**Набор заданий:**
(1) Каков, согласно отрывку о строфике баллад, удельный вес больших строф в балладном репертуаре?
(2) Как перевести на английский предложение из отрывка о строфике баллад: «Если в лирике были 3-х, 5-ти и т. п. -стишия, то в балладах все строфы только четного объема.»?
(3) Продолжите отрывок о строфике баллад, начав сразу после его последнего предложения.

======== Отрывок ========

Строфический репертуар баллад включает строфы объемом от 2 строк («Мщение») до 14 («Светлана»). Если в лирике были 3-х, 5-ти и т. п. -стишия, то в балладах все строфы только четного объема. Одна баллада («Торжество победителей») имеет сложную строфу: 8-стишие АбАбВгВг + 4-стишие ГддГ (внутри сложной строфы правило альтернанса соблюдается, при чередовании сложных строф — нарушается). С учетом объема, метрического наполнения, каталектики и рифмовки строфа баллад имеет 37 модификаций18, т. е. почти каждая баллада предстает в индивидуальном строфическом облике, и, следовательно,
- 250 -
романтический принцип разнообразия форм в строфике проявляется еще более отчетливо, чем в метрике.
Отличительной особенностью балладного репертуара является значительный удельный вес (17,5%) больших строф (10-, 12-, 14-стиший), что может быть интерпретировано как намерение балладника большим объемом строфы акцентировать эпическое начало жанра. В пользу этого предположения говорит факт передачи 8-стиший бюргеровской «Леноры» сначала 12-стишием («Людмила»), а потом 14-стишием («Светлана»), а также то обстоятельство, что обе гигантские баллады «Старинной повести» (выделено мною. — С. М.) пишутся 12-стишиями.

======== Предоставленный перечень ========

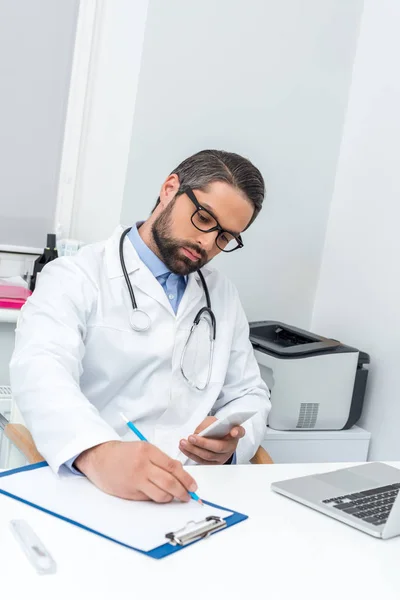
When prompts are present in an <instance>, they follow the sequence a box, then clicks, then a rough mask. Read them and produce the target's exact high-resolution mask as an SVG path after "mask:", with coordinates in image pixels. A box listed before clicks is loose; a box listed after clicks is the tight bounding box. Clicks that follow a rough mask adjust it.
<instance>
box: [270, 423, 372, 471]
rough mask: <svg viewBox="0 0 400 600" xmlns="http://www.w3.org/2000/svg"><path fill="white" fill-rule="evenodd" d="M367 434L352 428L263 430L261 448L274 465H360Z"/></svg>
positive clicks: (368, 433)
mask: <svg viewBox="0 0 400 600" xmlns="http://www.w3.org/2000/svg"><path fill="white" fill-rule="evenodd" d="M370 439H371V434H370V433H369V432H368V431H365V430H364V429H361V427H357V426H354V427H352V428H351V429H347V430H342V431H277V430H275V429H270V428H269V427H267V433H266V436H265V439H264V441H263V443H262V446H263V447H264V448H265V450H267V452H268V453H269V454H270V456H271V458H272V460H273V461H274V462H275V463H327V462H362V461H366V460H367V458H368V448H369V442H370Z"/></svg>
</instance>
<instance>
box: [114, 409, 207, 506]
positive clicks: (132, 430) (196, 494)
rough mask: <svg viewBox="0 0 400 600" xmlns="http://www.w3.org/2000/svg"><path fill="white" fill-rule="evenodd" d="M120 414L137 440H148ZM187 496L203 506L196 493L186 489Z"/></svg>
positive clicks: (124, 417)
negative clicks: (187, 490) (192, 498)
mask: <svg viewBox="0 0 400 600" xmlns="http://www.w3.org/2000/svg"><path fill="white" fill-rule="evenodd" d="M119 414H120V415H121V418H122V419H123V420H124V421H125V423H126V424H127V425H128V427H129V429H130V430H131V431H133V433H134V434H135V435H137V437H138V438H139V440H141V441H142V442H147V441H148V440H147V439H146V438H145V437H144V435H143V434H142V433H140V431H139V429H138V428H137V427H136V426H135V425H134V424H133V423H132V421H130V420H129V419H127V418H126V417H125V415H123V414H122V413H119ZM188 494H189V496H191V497H192V498H193V500H196V502H199V504H201V505H202V506H204V504H203V502H202V501H201V499H200V498H199V497H198V495H197V494H195V493H194V492H189V491H188Z"/></svg>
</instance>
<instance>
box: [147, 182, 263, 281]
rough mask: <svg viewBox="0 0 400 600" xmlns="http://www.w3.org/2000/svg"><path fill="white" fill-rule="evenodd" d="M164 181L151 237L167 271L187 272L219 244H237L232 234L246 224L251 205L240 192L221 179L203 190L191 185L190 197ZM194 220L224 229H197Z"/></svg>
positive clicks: (213, 255)
mask: <svg viewBox="0 0 400 600" xmlns="http://www.w3.org/2000/svg"><path fill="white" fill-rule="evenodd" d="M167 184H168V179H167V181H166V183H165V184H164V186H163V189H162V193H163V191H165V196H164V197H163V195H162V193H161V195H160V198H161V202H160V205H159V214H158V216H157V217H156V219H155V220H154V223H153V226H152V234H153V239H154V243H155V245H156V247H157V250H158V253H159V255H160V256H161V259H162V260H163V262H164V263H165V265H166V266H167V267H168V268H169V269H170V271H172V272H173V273H177V274H179V275H188V274H189V273H193V272H194V271H197V269H200V268H201V267H203V266H204V265H205V264H206V263H208V262H209V261H210V260H211V259H212V258H214V256H216V255H217V254H219V253H220V252H222V249H223V248H229V247H231V246H236V245H237V244H236V239H235V238H236V237H237V236H239V235H240V233H241V232H242V231H243V230H244V229H245V228H246V227H247V225H248V224H249V222H250V220H251V218H252V216H253V212H254V207H253V206H252V204H251V203H250V202H249V200H247V198H246V197H245V196H244V195H243V193H242V192H240V191H238V190H237V189H235V188H234V187H232V186H231V185H229V184H227V183H224V182H220V181H215V182H213V183H211V184H209V186H208V188H207V191H202V190H196V189H194V190H193V194H194V198H192V199H191V198H190V197H189V196H188V195H187V194H181V195H179V196H176V190H175V193H173V192H174V190H173V189H169V188H168V187H166V189H165V190H164V188H165V186H166V185H167ZM177 189H178V188H177ZM169 195H170V197H169ZM195 201H196V203H197V205H196V204H195V203H194V202H195ZM199 205H200V207H201V208H200V211H199ZM201 209H205V211H202V210H201ZM196 211H197V216H195V217H194V214H195V213H196ZM204 216H205V217H206V218H207V220H208V222H206V221H204ZM203 222H204V225H203ZM194 223H196V225H197V226H199V227H201V229H211V228H212V227H214V226H215V225H219V226H220V227H221V228H222V229H223V230H224V231H223V233H221V232H220V231H218V230H217V231H211V232H210V231H200V230H199V229H198V227H196V225H195V224H194Z"/></svg>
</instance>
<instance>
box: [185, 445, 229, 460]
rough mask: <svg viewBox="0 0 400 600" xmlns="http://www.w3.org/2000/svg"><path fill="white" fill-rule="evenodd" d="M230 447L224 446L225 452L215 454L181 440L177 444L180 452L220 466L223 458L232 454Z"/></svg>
mask: <svg viewBox="0 0 400 600" xmlns="http://www.w3.org/2000/svg"><path fill="white" fill-rule="evenodd" d="M231 446H232V445H231V444H230V445H229V448H228V447H227V446H226V450H225V452H218V453H216V452H212V451H211V450H208V449H205V448H200V447H199V446H196V445H194V444H191V443H190V442H188V441H187V440H181V442H180V444H179V448H180V450H182V451H185V452H190V453H191V454H193V455H194V456H197V457H199V458H201V459H203V460H205V461H207V462H208V463H210V464H212V463H213V464H220V463H221V462H222V461H223V458H224V456H230V455H231V454H233V452H234V449H233V450H232V449H231Z"/></svg>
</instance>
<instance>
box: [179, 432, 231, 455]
mask: <svg viewBox="0 0 400 600" xmlns="http://www.w3.org/2000/svg"><path fill="white" fill-rule="evenodd" d="M181 441H182V442H184V441H186V440H181ZM187 443H190V444H192V445H193V446H196V447H197V448H204V449H205V450H209V451H210V452H213V453H214V454H226V453H227V452H233V451H234V450H235V448H236V444H237V441H236V440H235V438H232V437H231V436H230V435H227V436H225V437H224V438H222V440H214V439H212V438H205V437H202V436H200V435H190V436H189V439H188V441H187ZM232 449H233V450H232Z"/></svg>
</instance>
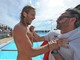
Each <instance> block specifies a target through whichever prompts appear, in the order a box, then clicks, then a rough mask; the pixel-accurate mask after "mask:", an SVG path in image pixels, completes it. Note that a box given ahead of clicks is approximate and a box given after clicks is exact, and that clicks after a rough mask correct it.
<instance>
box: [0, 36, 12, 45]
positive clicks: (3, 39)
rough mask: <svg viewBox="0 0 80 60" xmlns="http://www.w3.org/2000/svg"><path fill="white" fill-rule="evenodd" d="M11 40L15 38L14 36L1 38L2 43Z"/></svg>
mask: <svg viewBox="0 0 80 60" xmlns="http://www.w3.org/2000/svg"><path fill="white" fill-rule="evenodd" d="M10 40H13V38H12V37H7V38H3V39H0V45H1V44H4V43H6V42H8V41H10Z"/></svg>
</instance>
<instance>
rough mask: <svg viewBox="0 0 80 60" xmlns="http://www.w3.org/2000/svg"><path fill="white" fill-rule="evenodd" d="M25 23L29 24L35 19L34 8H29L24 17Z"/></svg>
mask: <svg viewBox="0 0 80 60" xmlns="http://www.w3.org/2000/svg"><path fill="white" fill-rule="evenodd" d="M25 19H26V24H27V25H30V24H31V22H32V21H33V20H34V19H35V10H33V9H31V10H30V11H29V12H28V14H27V15H26V17H25Z"/></svg>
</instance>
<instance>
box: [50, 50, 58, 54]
mask: <svg viewBox="0 0 80 60" xmlns="http://www.w3.org/2000/svg"><path fill="white" fill-rule="evenodd" d="M58 53H59V52H58V50H52V51H51V54H58Z"/></svg>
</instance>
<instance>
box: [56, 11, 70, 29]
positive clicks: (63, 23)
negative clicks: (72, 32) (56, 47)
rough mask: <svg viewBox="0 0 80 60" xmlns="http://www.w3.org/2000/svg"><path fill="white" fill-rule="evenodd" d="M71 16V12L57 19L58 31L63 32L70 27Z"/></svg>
mask: <svg viewBox="0 0 80 60" xmlns="http://www.w3.org/2000/svg"><path fill="white" fill-rule="evenodd" d="M70 17H71V16H70V14H69V12H65V13H63V14H62V15H61V16H60V17H59V18H58V19H57V27H56V28H57V29H60V30H63V29H66V28H68V27H69V26H70V25H69V23H70V22H69V21H70Z"/></svg>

========

**Ответы на задания:**
(1) 17,5%

(2) While the lyric poetry had three-line, five-line and similar stanzas, in the ballads all stanzas have only an even number of lines.

(3)
В строфическом репертуаре баллад первое место занимают 4-стишия (в 45% произведений), второе место (27,5%) — 8-стишия. Несмотря на лидерство, 4-стишия из-за широты жанрового диапазона не получают балладного экспрессивного ореола. Этот ореол достается 8-стишиям. Не случайно в единственном опыте балладной полиметрии («Элевзинский праздник») Жуковский использовал балладные размеры — 4-стопный хорей и разностопный амфибрахий — и в качестве строфы для обоих метрических форм было избрано 8-стишие. В русской поэзии 8-стишиями написаны многие баллады: Катенина («Наташа», «Ольга»), Пушкина («Утопленник»), Языкова («Евпатий»), Лермонтова («Тростник»), А. К. Толстого («Василий Шибанов»), Тургенева («Крокет в Виндзоре») и др. Помимо частотных 8-стиший, балладную экспрессию получили 2-стишия, примененные Жуковским в единственной балладе «Мщение», о чем свидетельствует активное функционирование 2-стиший в русских балладах (см.: «Черная шаль» Пушкина, «Баллада» — «Над морем красавица дева сидит...», «Морская царевна» Лермонтова, «Чудная бандура» Ознобишина, «Уральский казак» С. Т. Аксакова, «Баллада» Тургенева и др.). Успех 2-стишиям обеспечил не только редкий и потому запоминающийся объем, но и в «Мщении» добавившиеся к 2-стишию экзотический размер (4-стопный амфибрахий), мужские клаузулы, нарушающие альтернанс. Весь этот комплекс стиховых формантов, как правило, и воспроизводили последователи Жуковского.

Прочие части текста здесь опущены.